(RAW DATA)

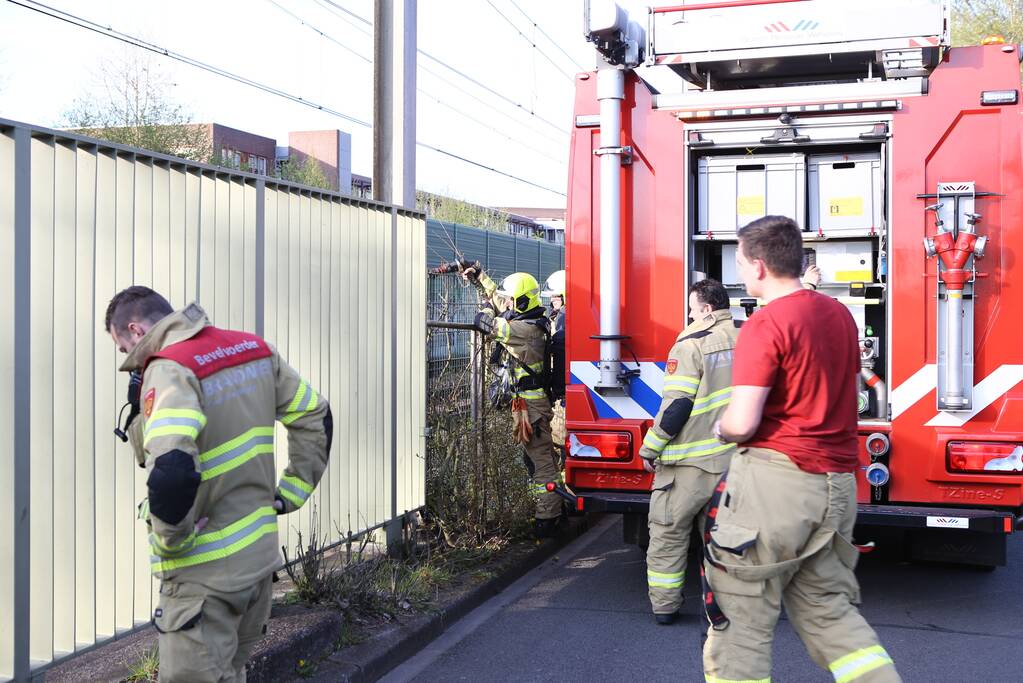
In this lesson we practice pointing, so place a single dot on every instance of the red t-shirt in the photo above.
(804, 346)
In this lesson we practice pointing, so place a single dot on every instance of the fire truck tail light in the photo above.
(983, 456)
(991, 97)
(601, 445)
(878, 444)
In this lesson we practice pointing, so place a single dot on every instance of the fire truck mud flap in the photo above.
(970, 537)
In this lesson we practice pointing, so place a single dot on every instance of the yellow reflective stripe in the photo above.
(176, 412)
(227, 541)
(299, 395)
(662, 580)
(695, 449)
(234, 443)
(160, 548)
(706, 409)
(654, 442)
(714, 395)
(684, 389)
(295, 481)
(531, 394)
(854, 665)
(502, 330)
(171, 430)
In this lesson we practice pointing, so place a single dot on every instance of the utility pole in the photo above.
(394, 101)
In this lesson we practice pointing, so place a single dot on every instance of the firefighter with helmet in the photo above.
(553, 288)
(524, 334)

(End RAW DATA)

## WORK ORDER
Leave out all images, then reproduce the entries above exactly.

## ANSWER TO THIS EXERCISE
In this lesson we practice pointing, so place a single dot on every instance of the red t-shirt in the photo above.
(804, 346)
In this lesson we practice pointing, so place a single dot on every instance of the fire truck tail light in the photo above.
(983, 456)
(991, 97)
(601, 445)
(878, 444)
In this lesson we practice pointing, so place a single dot on every instance of the fire truck mud flap in the photo above.
(970, 537)
In this lesson we practice pointing, so place a single dot on every instance of the yellow reflective stripe in the photo above.
(176, 412)
(227, 541)
(299, 395)
(662, 580)
(695, 449)
(234, 443)
(160, 548)
(706, 409)
(654, 442)
(714, 395)
(684, 389)
(295, 481)
(531, 394)
(854, 665)
(502, 330)
(171, 430)
In this lesson we practice pointing, so place a single dot on every instance of the utility pole in the photo above.
(394, 101)
In this lesson we practice pointing, so place a single dot on every instance of the firefighter with helmet in the photo above.
(553, 288)
(524, 334)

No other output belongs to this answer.